Please locate each line of the material below that contains the word "bicycle" and copy those lines out in full.

(Pointing records)
========================================

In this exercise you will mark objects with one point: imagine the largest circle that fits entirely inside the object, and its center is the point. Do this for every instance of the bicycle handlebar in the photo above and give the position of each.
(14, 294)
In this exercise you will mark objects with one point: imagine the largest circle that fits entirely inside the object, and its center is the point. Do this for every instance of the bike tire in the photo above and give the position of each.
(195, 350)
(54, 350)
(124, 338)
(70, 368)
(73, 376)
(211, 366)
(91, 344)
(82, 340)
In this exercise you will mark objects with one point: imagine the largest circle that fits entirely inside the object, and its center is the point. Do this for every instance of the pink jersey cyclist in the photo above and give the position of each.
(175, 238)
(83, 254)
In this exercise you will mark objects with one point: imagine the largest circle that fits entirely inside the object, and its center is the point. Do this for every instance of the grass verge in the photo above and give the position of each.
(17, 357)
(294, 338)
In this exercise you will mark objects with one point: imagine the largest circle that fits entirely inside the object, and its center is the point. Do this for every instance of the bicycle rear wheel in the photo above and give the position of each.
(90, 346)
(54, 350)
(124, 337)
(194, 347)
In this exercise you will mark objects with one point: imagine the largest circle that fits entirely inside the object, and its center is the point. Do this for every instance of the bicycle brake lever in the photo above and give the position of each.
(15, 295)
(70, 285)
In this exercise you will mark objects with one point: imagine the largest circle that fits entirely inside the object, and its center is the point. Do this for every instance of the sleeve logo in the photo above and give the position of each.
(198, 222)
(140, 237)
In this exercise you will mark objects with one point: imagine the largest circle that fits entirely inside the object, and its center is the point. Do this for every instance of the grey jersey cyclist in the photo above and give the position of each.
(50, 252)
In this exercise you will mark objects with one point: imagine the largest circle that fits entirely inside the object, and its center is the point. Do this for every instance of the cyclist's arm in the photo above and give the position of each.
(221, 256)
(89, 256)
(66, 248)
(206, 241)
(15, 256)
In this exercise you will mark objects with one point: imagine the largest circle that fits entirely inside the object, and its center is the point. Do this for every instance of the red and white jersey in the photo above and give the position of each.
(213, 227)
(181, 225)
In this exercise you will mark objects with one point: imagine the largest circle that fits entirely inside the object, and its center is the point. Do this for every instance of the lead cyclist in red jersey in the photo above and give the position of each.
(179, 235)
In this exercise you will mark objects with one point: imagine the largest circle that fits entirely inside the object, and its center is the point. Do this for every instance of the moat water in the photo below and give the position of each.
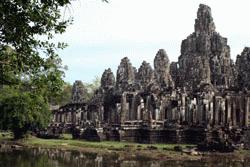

========================================

### Result below
In this exercise you will mark objects with one point: imagine the largest circle that fits entirely inside the object, and its center is the point. Do this for every instance of the bicycle handlebar in the photo above and give the position of each.
In this exercise you will mark objects with one point: imagine the largest circle that fits entirely inside the object, and its center is the point. Do this for every instance of the bicycle rear wheel in the photo above and give the position of each.
In this exercise you will mark objects with one point: imagine the largest circle that fits entirely inside the object, and its center is the point. Do this for every instance of the bicycle brake lever in the photo above and give the position of each.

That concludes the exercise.